> _ACTIVITY_:
In the entries that follow, which lines hold the string "sample"? List them.

--- LISTED RECORDS Enclosed Below ---

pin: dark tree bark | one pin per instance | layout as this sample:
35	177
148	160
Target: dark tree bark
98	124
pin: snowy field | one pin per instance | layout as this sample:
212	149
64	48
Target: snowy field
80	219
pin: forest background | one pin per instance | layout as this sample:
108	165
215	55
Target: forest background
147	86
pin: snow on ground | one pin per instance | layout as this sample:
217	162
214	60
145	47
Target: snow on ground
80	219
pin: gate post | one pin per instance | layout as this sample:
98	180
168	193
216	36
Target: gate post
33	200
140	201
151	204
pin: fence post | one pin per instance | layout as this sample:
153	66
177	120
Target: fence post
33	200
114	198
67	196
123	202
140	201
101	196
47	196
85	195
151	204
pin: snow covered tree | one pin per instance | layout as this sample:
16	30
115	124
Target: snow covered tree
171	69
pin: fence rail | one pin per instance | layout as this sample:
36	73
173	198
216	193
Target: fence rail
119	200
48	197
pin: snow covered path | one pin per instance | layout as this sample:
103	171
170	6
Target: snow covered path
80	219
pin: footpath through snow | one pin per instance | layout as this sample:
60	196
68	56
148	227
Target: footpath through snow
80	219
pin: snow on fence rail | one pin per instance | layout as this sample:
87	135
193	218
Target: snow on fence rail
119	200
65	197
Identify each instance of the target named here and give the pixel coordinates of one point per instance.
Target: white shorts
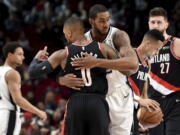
(121, 107)
(10, 122)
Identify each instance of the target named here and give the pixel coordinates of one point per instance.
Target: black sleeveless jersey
(165, 70)
(138, 79)
(95, 78)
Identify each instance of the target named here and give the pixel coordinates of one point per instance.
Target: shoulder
(176, 46)
(59, 53)
(12, 75)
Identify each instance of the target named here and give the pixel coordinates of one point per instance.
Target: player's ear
(91, 21)
(167, 24)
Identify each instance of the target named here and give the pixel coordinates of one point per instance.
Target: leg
(121, 111)
(98, 117)
(173, 119)
(73, 123)
(159, 130)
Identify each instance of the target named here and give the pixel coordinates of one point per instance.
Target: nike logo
(126, 95)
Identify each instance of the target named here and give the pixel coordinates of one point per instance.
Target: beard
(99, 31)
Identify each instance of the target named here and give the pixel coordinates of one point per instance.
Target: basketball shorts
(170, 106)
(10, 122)
(121, 106)
(86, 114)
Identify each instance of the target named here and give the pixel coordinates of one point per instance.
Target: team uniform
(87, 110)
(165, 88)
(119, 96)
(10, 123)
(137, 82)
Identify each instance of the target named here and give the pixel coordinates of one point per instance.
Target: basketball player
(138, 81)
(10, 94)
(164, 76)
(119, 95)
(87, 110)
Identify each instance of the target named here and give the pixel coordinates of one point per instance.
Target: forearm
(122, 64)
(38, 68)
(24, 104)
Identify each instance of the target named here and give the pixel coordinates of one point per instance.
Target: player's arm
(128, 60)
(176, 48)
(38, 68)
(70, 80)
(13, 80)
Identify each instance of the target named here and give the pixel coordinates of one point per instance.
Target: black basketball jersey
(165, 70)
(95, 78)
(138, 79)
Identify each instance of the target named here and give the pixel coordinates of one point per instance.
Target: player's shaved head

--- End of Enclosed LISTED RECORDS ---

> _YOUR RESPONSE_:
pin: dark tree bark | one pin per instance | layout as this sample:
pin: snowy field | one pin per instance | layout as this sample:
pin: forest background | one pin per instance | layout as this sample:
pin: snow on ground | one pin per instance | layout as this sample:
pin: gate post | one pin per instance | layout as this sample:
pin: fence post | one pin per instance | layout as this sample:
pin: snow covered tree | one pin per instance | layout as this sample:
pin: fence rail | one pin per instance | layout as this sample:
pin: snow covered path | one pin per instance | layout as this sample:
pin: footpath through snow | one pin per instance | layout as this sample:
pin: snow on fence rail | one pin per instance | layout as this sample:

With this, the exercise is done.